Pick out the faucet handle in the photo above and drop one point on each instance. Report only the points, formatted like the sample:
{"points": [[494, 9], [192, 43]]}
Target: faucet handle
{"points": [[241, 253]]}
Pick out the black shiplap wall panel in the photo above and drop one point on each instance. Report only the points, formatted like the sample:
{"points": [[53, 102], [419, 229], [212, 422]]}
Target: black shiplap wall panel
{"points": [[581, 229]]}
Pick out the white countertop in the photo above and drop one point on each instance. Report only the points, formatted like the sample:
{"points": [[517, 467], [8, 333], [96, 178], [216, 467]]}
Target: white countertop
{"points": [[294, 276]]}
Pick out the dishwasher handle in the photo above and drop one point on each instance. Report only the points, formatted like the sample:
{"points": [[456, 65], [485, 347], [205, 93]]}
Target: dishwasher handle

========

WORK INSTRUCTIONS: Working from the material above, retype it in its entirety without change.

SOLVED EXERCISE:
Pick out the faucet handle in the photo above and drop one point on each instance. Report only the points, formatted like the sample:
{"points": [[494, 9], [192, 43]]}
Target: faucet handle
{"points": [[241, 253]]}
Pick out the black shiplap wall panel in the photo above and drop one point on each instance. Report only the points, formatted like the sample:
{"points": [[53, 102], [419, 229], [212, 422]]}
Target: black shiplap wall panel
{"points": [[581, 229]]}
Pick out the white countertop in the photo above and drop one point on each instance. Report only the points, formatted like the sample:
{"points": [[517, 467], [8, 333], [96, 178], [216, 467]]}
Target: white countertop
{"points": [[294, 276]]}
Pick out the dishwasher handle in the photo above and drop one point on each instance. Report only the points, formatted like the sample:
{"points": [[456, 65], [485, 347], [205, 93]]}
Target: dishwasher handle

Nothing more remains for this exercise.